Performance characteristics
High adsorption efficiency: It has a remarkable effect on the treatment of low-concentration and high-volume waste gas, with a single-stage adsorption efficiency of over 90%. It also has a significant removal effect on harmful gases such as benzene and VOCs.
Wide application range: It can handle various organic and inorganic pollutants, such as benzene, ketone, alcohol, ether, alkane and their mixed organic waste gas, acidic waste gas, alkaline waste gas, etc. It is widely used in multiple industries such as chemical engineering, coating, printing, electronics, pharmaceuticals, metallurgy, and machinery.
Easy maintenance: The structure is relatively simple, with no complex technical requirements. Regular equipment inspection and activated carbon replacement can be carried out. The activated carbon replacement of some equipment is relatively convenient, such as the activated carbon filter material layer with a drawer-box design, which is easy to operate.
Low operating cost: The regeneration cycle is long, usually 3 to 6 months, the operating energy consumption is low, about 0.1 to 0.3kW · h/m³ of exhaust gas, and the equipment occupies less space, which can save space.
Application field
Industrial waste gas treatment: Such as complex waste gas in the chemical industry, including hydrogen sulfide, formaldehyde, benzene series substances, etc. The spray painting waste gas in the coating industry contains VOCs such as benzene, toluene, xylene, and ethyl acetate. The waste gas containing ethanol, acetone, ink solvents, etc. in the printing industry can all be effectively treated through activated carbon adsorption boxes.
Air purification: In indoor environments, it can be used to remove harmful gases such as formaldehyde and benzene produced during decoration, as well as odors and smoke in the air, thereby improving indoor air quality. In some public places such as shopping malls, hospitals, and schools, it can also be used to purify the air and provide a healthy and comfortable environment.

Dataset items:
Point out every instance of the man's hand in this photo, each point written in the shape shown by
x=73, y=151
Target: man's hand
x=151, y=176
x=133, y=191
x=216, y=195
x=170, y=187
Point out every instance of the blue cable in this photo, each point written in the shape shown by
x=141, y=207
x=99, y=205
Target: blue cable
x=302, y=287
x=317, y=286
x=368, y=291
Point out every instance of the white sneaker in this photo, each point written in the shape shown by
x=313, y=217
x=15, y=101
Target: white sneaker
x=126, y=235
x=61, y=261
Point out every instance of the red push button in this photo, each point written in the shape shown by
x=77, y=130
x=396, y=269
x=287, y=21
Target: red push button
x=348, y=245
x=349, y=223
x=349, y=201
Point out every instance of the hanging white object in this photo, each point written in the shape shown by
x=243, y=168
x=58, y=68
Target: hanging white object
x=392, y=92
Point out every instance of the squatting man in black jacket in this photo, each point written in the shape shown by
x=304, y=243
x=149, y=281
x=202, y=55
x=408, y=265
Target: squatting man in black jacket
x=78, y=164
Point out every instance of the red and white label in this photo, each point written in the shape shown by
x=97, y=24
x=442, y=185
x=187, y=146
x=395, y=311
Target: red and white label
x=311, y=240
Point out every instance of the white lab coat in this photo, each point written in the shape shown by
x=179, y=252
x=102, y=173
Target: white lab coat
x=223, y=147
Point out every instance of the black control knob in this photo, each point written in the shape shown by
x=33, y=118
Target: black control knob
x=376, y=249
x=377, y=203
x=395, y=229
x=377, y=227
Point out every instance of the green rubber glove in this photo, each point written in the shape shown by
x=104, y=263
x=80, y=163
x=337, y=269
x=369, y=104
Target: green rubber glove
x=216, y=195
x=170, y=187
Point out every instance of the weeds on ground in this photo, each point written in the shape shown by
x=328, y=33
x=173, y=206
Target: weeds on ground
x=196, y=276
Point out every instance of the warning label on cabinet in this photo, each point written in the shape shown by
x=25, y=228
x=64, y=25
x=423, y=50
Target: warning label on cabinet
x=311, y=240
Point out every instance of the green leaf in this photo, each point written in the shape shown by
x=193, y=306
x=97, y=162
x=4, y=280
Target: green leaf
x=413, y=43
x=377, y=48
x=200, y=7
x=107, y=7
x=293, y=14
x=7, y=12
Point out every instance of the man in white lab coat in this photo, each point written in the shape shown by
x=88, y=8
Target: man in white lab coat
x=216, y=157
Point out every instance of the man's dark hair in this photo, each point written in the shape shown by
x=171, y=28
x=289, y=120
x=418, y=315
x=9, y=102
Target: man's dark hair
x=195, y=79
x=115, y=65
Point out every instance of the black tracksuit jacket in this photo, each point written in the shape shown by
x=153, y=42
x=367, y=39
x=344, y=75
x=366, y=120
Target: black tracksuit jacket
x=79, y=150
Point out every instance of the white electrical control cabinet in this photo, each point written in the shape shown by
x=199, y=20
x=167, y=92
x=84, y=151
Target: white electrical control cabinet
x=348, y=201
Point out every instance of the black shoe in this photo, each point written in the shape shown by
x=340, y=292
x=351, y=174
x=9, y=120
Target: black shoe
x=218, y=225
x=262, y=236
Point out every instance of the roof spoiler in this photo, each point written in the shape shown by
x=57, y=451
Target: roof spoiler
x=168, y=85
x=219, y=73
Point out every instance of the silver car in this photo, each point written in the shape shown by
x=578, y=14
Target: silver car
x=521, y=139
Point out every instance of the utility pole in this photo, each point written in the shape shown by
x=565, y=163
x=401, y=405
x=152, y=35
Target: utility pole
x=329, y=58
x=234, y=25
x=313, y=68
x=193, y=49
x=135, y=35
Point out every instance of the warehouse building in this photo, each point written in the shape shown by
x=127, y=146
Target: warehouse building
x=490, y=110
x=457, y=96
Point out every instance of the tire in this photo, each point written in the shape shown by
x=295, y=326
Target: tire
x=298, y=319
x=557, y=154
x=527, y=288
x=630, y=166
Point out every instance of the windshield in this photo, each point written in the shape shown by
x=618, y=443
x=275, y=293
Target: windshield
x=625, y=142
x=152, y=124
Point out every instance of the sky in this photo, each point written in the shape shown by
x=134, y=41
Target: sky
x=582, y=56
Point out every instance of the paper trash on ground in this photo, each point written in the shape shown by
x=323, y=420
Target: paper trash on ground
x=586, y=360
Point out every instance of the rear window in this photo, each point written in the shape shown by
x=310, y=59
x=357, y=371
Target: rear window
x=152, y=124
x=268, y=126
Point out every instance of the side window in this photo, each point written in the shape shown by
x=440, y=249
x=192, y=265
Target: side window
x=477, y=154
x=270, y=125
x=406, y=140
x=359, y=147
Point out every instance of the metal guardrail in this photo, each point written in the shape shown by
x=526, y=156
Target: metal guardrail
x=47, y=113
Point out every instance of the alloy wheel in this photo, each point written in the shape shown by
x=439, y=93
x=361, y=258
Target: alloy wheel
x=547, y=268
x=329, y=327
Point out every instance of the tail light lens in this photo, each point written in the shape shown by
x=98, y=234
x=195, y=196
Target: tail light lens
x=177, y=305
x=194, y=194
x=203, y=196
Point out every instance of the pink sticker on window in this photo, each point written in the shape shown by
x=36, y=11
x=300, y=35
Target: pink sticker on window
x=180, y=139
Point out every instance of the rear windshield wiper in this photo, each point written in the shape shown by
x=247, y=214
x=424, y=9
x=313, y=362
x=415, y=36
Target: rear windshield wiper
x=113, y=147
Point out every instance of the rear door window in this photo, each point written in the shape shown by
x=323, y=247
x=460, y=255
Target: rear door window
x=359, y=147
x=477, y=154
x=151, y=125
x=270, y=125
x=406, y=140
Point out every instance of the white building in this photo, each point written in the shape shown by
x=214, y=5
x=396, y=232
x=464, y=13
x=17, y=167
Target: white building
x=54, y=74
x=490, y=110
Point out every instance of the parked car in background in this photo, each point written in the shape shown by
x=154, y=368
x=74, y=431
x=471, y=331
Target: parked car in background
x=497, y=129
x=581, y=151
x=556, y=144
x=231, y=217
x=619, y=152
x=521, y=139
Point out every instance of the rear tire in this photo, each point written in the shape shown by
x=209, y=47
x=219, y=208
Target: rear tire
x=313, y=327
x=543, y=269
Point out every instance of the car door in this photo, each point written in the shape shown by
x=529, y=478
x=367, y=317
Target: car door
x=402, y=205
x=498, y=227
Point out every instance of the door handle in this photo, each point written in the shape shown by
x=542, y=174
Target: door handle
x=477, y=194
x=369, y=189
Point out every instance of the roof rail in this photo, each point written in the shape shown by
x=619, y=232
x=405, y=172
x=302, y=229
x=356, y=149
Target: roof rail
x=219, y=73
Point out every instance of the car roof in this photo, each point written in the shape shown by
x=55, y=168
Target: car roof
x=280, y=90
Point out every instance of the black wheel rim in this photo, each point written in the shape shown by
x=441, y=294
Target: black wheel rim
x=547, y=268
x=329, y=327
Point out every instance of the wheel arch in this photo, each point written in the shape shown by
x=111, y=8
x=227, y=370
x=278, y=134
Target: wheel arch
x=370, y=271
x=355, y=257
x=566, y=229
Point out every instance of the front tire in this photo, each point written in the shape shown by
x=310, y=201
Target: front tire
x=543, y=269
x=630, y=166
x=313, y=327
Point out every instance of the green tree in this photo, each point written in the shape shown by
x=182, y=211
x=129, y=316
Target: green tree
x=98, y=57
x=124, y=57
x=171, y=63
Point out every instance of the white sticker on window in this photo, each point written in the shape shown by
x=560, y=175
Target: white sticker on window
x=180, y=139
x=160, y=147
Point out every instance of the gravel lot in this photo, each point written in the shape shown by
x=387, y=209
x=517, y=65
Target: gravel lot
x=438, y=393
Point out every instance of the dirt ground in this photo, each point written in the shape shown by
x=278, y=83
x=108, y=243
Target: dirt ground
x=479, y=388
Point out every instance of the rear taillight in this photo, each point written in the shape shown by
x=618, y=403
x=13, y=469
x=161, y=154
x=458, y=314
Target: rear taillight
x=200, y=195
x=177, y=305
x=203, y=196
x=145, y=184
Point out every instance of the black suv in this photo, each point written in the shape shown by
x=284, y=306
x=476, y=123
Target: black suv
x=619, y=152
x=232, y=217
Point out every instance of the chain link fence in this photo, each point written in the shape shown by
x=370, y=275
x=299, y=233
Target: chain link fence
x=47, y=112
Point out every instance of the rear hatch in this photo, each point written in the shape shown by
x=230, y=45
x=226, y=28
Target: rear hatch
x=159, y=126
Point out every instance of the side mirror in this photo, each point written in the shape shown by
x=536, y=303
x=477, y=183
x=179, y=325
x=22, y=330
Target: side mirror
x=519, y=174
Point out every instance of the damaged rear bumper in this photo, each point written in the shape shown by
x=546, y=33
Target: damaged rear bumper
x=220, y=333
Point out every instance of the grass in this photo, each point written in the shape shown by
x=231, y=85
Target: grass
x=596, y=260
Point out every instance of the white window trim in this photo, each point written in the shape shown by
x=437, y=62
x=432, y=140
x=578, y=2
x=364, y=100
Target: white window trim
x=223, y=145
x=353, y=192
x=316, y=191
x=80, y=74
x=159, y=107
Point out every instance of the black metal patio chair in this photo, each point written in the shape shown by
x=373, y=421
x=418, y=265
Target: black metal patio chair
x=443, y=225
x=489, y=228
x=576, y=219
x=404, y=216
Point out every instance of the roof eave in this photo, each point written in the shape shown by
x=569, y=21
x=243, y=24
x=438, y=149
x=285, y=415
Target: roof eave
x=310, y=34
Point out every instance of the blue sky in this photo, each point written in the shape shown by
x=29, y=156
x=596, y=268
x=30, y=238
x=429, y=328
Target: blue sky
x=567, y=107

> [What you will do] Pick up the text on activated carbon adsorption boxes after its last sentence, about purifying air in shopping malls, hospitals, and schools, and carry it on.

> [Your response]
Water treatment: It can be used for the purification of drinking water, removing organic matter, pigments, odors, heavy metal ions, etc. in water, and improving the quality of drinking water. In industrial wastewater treatment, it can also adsorb and remove certain pollutants, playing a role in pretreatment or advanced treatment, which is conducive to the standard discharge or reuse of wastewater.
Regeneration method
Hot air desorption: By using hot air (120-180℃) to purge saturated activated carbon, pollutants are discharged along with the airflow. It is suitable for non-heat-sensitive organic substances, such as benzene series substances, etc.
Steam desorption: By heating activated carbon with steam, pollutants are condensed and separated. It is suitable for high-boiling-point organic substances, such as ethyl acetate; however, subsequent wastewater treatment is required.
Catalytic combustion desorption (CO/RCO): The high-concentration waste gas after desorption is decomposed into CO₂ and H₂O through catalytic combustion. It is suitable for waste gas with low recovery value and can achieve an integrated process of "adsorption-desorption-purification".